--- Given task ---
Reproduce the entries below, requests included, starting with the line that contains "Given the image below, annotate" and going on through the line that contains "197, 616, 255]]", shifting each bounding box coordinate in the answers up by 40. Include only those lines, and leave the pictures out.
* start Records shown *
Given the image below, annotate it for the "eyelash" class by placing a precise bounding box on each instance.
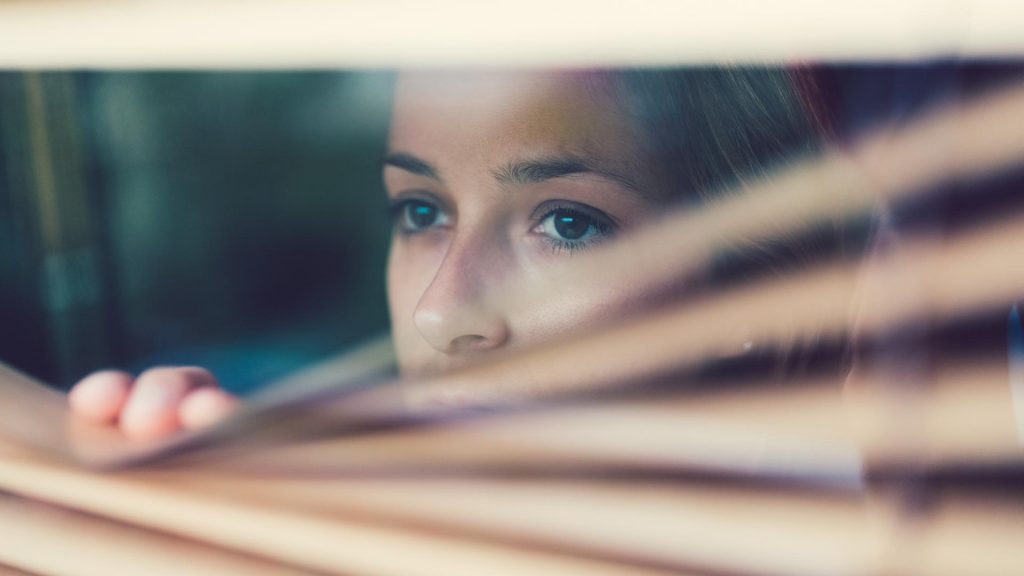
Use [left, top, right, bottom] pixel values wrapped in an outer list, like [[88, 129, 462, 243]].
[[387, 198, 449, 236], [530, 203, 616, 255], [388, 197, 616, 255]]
* end Records shown *
* start Records shown *
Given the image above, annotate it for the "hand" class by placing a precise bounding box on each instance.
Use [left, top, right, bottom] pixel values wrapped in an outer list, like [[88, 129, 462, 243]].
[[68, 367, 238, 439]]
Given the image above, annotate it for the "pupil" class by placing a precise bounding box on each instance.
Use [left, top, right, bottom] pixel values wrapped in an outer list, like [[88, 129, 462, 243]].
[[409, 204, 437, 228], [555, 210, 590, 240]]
* end Records shown *
--- Response ---
Given the image below, annotate it for the "eyelash" class by placing a precise bounding box on each instance.
Use [left, top, right, bottom] pixel values wrapped in an outer list, like [[88, 129, 462, 243]].
[[427, 238, 489, 276], [570, 243, 656, 295], [428, 237, 656, 295]]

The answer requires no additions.